START Text segment

In June 2004, the Company announced its intention to review strategic alternatives for its Drug Delivery Division, which was comprised of a drug delivery technology development business and a clinical services business. The sale of the drug delivery technology business was announced in December and completed in February 2005. The Division’s clinical services unit is being operated pending disposition, which the Company plans to complete in 2005. The Company is now reporting the Division’s 2004 and earlier results as “Discontinued Operations.” During 2004 the Division realized an $8.9 million after-tax operating loss, down from $11.0 million in 2003 and a $5.2 million after-tax loss on disposition of the technology business.

Comparisons of 2004 operating results and earnings per share to prior year reporting periods are complicated by, among other things, the Company’s fourth quarter 2004 disposition of its drug delivery technology business and by the accounting for costs and insurance recoveries associated with a 2003 explosion and fire at its Kinston, NC facility, which affected each of the 2004 and comparable 2003 periods. In order to aid investor analyses of comparative results, a table following the text of this release provides a reconciliation of results determined under US generally accepted accounting principles (“GAAP”), and pro forma – or “non-GAAP” – financial results, which exclude the effects of those and other items which the Company believes affect a comparison of each period’s results.

Fourth Quarter Results

Revenue: Sales increased from $123.8 million to $142.0 million in the fourth quarter, a 14.7% increase of which 4.1%, or $ 5.0 million, was due to currency, primarily the Euro, and 4.0%, or $4.9 million was attributed to customer-funded product development projects and production tools. Other sales growth was attributed to West’s advanced coating products and to improved output from the Company’s US Westar® facility. Coated product sales were favorably affected by surge orders from customers in advance of raw material changes initiated by the Company’s suppliers of coating materials. Expanded capacity in the Company’s Westar® line of products allowed the Company to improve output, satisfying some of the built-up demand for those products, including the post-production treatment of some of the coated products mentioned above. Sales of pre-filled syringe components were adversely affected by a delay in a customer’s planned commencement of production at a new facility. Sales of the Company’s disposable medical device components and of its injection molded plastic components for pharmaceutical and consumer product applications were up slightly over the prior year quarter.

Gross Profit: The Company’s reported gross profit declined from $40.4 million to $38.1 million, including the impact in 2003 of the Kinston-related costs and insurance recovery, which contributed $3.2 million of gross profit in the 2003 quarter and $2.2 of additional cost in the 2004 period. Excluding those items, gross profit improved by $3.1 million, with sales and pricing gains being offset in part by higher material costs and higher fixed costs, which were associated primarily with the resumption of operations at the Company’s new Kinston, NC facility. The Company’s reported gross margin was 26.9% in the quarter compared to a reported 32.6% in the fourth quarter of 2003. Excluding the effects of the Kinston-related business interruption costs and insurance recoveries from each period, gross margin was 28.4% in the 2004 quarter, compared to 30.1% in the 2003 period. Lower-margin revenue from customer-funded development and tooling agreements contributed to the decline in the margin percentage in the quarter.

END Text segment

Study questions:
1) Copy the passage of the earnings release from "Comparisons of 2004" to "each period’s results." word for word.
2) Answer these questions using the earnings release:
(a) In what month and year was the sale of the drug delivery technology business completed?
(b) To what amount did fourth quarter sales increase?
(c) What was the Company's reported gross margin in the fourth quarter of 2004?
3) In one to three sentences, explain why the earnings release includes a table reconciling GAAP results with non-GAAP results.

START Data excerpts

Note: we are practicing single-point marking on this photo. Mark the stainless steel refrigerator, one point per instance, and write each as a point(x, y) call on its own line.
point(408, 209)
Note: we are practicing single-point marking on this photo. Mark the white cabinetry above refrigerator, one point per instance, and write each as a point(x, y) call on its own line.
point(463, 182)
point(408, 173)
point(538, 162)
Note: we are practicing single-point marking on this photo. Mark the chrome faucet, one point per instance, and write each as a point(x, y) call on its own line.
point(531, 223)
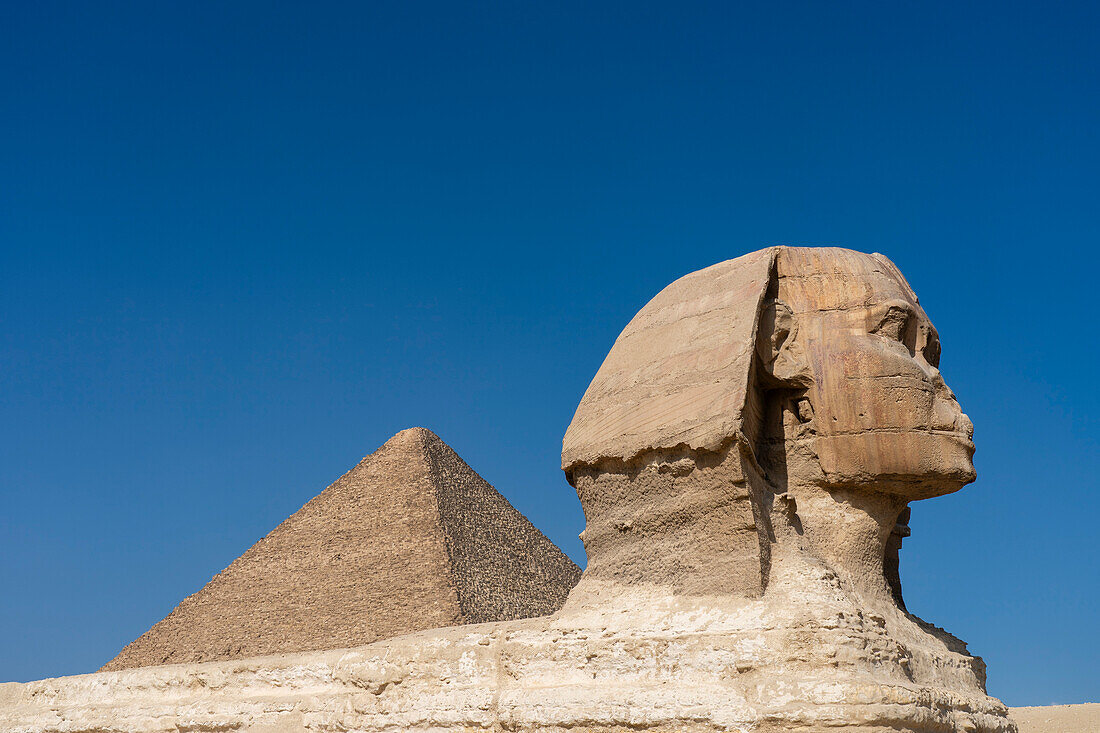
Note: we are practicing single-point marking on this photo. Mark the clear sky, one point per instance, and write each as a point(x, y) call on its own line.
point(241, 244)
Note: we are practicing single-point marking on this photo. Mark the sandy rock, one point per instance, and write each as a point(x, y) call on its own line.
point(746, 458)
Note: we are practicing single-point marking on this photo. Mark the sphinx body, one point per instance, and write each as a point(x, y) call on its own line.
point(745, 457)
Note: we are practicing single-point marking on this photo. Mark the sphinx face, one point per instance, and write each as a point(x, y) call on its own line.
point(880, 414)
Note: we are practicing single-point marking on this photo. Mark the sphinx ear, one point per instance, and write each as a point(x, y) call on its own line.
point(779, 351)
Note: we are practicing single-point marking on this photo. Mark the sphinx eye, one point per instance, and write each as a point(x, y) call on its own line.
point(894, 324)
point(932, 350)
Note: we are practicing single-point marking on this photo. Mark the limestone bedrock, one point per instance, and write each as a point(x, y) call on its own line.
point(745, 457)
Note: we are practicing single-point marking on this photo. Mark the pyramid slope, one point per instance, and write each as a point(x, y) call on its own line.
point(365, 559)
point(504, 567)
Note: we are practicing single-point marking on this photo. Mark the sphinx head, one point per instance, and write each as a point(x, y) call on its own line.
point(789, 396)
point(845, 335)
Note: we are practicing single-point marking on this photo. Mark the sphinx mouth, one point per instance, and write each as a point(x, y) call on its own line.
point(963, 438)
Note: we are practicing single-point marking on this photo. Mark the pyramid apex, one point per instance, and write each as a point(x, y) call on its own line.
point(413, 436)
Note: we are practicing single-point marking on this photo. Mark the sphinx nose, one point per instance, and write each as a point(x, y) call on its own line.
point(964, 425)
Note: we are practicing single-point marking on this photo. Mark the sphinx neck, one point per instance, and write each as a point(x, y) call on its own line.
point(848, 529)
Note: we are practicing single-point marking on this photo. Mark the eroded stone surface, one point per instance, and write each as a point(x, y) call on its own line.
point(745, 458)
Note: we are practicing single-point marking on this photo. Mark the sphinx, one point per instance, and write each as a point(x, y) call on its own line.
point(788, 400)
point(746, 457)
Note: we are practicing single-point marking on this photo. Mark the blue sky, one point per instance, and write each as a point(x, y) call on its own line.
point(241, 244)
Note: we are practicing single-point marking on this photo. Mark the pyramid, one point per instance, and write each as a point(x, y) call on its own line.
point(410, 538)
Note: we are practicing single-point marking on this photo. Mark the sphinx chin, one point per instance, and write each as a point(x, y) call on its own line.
point(914, 465)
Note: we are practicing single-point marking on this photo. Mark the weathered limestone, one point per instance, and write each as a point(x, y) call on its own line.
point(745, 458)
point(410, 538)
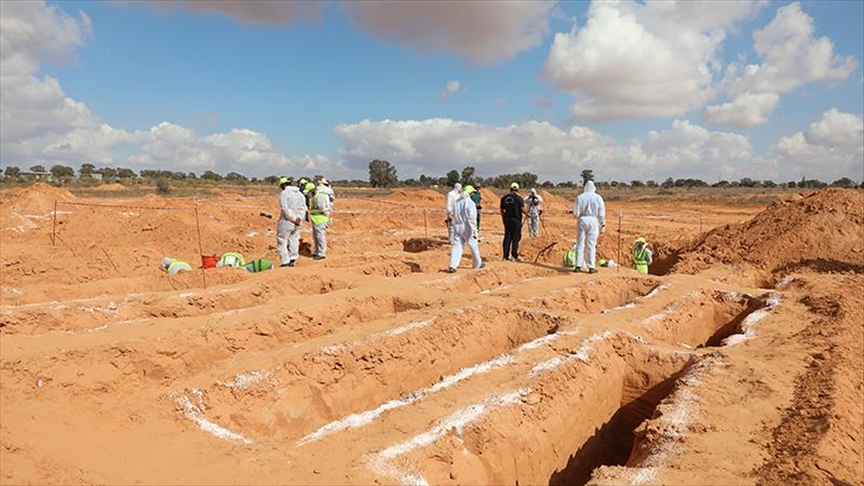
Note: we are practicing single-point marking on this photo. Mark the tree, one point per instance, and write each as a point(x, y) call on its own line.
point(86, 170)
point(125, 173)
point(211, 176)
point(468, 176)
point(452, 178)
point(60, 171)
point(162, 186)
point(383, 174)
point(12, 171)
point(235, 177)
point(844, 182)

END Data excerpts

Per-task outputs:
1)
Comparisons of 2004 operating results and earnings per share to prior year reporting periods are complicated by, among other things, the Company’s fourth quarter 2004 disposition of its drug delivery technology business and by the accounting for costs and insurance recoveries associated with a 2003 explosion and fire at its Kinston, NC facility, which affected each of the 2004 and comparable 2003 periods. In order to aid investor analyses of comparative results, a table following the text of this release provides a reconciliation of results determined under US generally accepted accounting principles (“GAAP”), and pro forma – or “non-GAAP” – financial results, which exclude the effects of those and other items which the Company believes affect a comparison of each period’s results.

2)
(a) February 2005
(b) $142.0 million
(c) 26.9%

3) Two things complicate comparisons of 2004 results with prior periods. The Company disposed of its drug delivery technology business in the fourth quarter of 2004, and it had to account for costs and insurance recoveries tied to the 2003 explosion and fire at its Kinston, NC facility. The table is meant to aid investor analyses of comparative results by excluding the effects of those and other items.